• [WRITTEN EXERCISE] Copy the records word for word, starting at the line that contains "Please segment every instance of the <item>fresh" and continuing through the last line of the records.

• [LISTED ENTRIES]

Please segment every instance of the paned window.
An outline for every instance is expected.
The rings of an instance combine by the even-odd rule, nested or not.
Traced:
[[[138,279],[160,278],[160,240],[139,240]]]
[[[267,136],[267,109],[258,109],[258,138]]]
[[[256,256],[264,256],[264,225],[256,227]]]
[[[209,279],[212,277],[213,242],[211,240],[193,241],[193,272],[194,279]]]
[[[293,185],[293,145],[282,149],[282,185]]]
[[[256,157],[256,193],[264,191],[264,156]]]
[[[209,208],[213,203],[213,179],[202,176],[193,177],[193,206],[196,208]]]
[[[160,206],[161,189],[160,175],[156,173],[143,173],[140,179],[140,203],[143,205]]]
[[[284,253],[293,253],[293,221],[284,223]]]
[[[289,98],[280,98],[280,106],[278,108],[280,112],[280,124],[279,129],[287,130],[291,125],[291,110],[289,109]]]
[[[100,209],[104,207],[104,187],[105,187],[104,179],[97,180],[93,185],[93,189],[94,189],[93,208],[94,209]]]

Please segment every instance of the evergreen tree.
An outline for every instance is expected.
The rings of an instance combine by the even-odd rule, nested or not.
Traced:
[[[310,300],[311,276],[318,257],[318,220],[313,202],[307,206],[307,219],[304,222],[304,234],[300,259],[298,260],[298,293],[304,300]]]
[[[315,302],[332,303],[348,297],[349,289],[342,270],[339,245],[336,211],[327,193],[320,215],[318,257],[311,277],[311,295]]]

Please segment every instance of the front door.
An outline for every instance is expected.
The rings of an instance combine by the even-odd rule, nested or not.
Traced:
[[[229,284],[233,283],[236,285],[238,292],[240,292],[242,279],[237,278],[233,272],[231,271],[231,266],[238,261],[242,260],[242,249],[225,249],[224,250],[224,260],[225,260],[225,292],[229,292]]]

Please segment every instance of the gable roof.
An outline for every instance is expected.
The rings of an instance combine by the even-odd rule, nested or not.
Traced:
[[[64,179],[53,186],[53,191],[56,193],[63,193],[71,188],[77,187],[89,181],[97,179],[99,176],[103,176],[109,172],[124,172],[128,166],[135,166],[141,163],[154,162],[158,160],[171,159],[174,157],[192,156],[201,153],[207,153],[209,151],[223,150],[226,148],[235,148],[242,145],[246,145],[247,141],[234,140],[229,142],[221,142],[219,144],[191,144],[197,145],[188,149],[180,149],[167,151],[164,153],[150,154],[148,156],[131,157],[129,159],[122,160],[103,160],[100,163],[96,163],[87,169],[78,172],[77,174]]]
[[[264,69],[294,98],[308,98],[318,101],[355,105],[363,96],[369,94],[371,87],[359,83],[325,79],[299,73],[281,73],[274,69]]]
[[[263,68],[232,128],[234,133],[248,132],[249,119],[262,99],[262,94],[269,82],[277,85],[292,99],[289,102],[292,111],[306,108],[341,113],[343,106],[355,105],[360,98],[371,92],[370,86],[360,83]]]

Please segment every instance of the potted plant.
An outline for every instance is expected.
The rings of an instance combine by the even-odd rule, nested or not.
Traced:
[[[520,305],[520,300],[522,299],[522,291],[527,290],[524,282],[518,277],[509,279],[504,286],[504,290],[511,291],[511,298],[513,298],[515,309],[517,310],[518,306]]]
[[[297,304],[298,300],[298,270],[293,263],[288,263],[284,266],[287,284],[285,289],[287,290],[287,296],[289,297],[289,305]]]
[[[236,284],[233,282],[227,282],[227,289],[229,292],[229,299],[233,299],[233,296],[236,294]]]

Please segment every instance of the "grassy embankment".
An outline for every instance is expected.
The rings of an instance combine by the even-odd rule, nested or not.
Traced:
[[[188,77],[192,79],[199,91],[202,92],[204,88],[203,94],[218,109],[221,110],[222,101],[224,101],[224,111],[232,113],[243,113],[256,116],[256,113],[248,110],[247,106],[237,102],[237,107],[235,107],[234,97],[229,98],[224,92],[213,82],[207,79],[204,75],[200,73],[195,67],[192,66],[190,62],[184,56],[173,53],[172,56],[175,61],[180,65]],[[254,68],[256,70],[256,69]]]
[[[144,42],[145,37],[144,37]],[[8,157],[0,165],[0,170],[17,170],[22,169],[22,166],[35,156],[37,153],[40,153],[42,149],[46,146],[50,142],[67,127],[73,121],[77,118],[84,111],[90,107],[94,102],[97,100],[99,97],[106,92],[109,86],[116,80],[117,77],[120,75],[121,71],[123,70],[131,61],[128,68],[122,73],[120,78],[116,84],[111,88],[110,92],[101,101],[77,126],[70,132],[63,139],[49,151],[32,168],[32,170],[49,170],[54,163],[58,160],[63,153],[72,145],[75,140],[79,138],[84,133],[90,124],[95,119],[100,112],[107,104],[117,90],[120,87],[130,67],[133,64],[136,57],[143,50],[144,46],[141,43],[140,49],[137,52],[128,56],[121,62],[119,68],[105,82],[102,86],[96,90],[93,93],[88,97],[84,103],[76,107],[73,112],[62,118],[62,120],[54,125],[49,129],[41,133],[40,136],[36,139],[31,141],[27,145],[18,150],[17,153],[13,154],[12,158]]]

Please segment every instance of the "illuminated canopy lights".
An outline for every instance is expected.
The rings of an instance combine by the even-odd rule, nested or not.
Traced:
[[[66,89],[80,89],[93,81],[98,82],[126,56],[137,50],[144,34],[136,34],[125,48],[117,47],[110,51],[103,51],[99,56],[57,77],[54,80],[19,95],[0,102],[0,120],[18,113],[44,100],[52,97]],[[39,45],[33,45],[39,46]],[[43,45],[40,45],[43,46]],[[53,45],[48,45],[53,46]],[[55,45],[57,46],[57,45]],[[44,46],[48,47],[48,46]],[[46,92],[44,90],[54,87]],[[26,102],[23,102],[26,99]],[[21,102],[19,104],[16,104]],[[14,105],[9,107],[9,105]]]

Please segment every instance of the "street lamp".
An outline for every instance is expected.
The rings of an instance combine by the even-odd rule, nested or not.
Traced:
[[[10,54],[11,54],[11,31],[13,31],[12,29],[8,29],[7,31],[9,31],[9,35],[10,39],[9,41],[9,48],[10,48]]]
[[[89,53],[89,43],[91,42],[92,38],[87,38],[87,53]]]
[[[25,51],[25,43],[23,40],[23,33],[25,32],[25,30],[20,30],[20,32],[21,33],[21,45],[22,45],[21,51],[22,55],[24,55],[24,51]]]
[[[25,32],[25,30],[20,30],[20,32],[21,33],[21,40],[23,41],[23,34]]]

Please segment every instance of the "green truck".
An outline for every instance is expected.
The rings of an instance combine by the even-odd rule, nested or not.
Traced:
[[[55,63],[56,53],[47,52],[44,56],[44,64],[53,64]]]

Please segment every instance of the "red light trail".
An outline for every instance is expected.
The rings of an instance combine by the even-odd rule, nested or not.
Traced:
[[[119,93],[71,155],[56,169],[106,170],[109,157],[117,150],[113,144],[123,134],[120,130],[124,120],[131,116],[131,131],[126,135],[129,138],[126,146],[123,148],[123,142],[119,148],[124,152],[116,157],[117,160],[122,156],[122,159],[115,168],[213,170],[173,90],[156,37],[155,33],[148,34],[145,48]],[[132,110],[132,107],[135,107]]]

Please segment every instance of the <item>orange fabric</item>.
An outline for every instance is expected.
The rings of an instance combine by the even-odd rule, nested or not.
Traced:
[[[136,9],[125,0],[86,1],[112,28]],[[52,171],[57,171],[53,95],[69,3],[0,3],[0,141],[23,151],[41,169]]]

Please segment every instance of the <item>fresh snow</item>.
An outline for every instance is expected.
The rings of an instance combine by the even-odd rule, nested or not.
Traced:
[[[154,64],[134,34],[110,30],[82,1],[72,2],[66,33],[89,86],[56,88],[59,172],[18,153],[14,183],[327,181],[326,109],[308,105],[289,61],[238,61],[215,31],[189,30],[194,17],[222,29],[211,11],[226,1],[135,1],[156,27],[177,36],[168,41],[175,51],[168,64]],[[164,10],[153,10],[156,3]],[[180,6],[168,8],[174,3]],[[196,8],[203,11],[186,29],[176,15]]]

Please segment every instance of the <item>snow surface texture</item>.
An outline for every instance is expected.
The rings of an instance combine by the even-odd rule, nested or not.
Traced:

• [OUTPUT OF THE EXERCISE]
Please segment every instance of the <item>fresh snow</item>.
An outline for every instance is expected.
The rings of an instance combine by the even-odd rule, nested or not.
Traced:
[[[154,64],[134,34],[110,30],[82,1],[72,2],[66,33],[89,86],[56,88],[59,172],[18,153],[14,183],[327,181],[326,109],[308,105],[289,61],[238,61],[215,31],[189,30],[194,17],[222,29],[211,11],[226,1],[135,1],[156,27],[177,36],[168,41],[175,51],[168,64]],[[164,10],[153,10],[156,3]],[[180,6],[168,8],[174,3]],[[196,8],[203,11],[186,29],[176,15]]]

Please segment every instance of the <item>snow surface texture</item>.
An outline for every instance is expected.
The rings of an instance combine by the even-odd rule, nested or not.
Traced:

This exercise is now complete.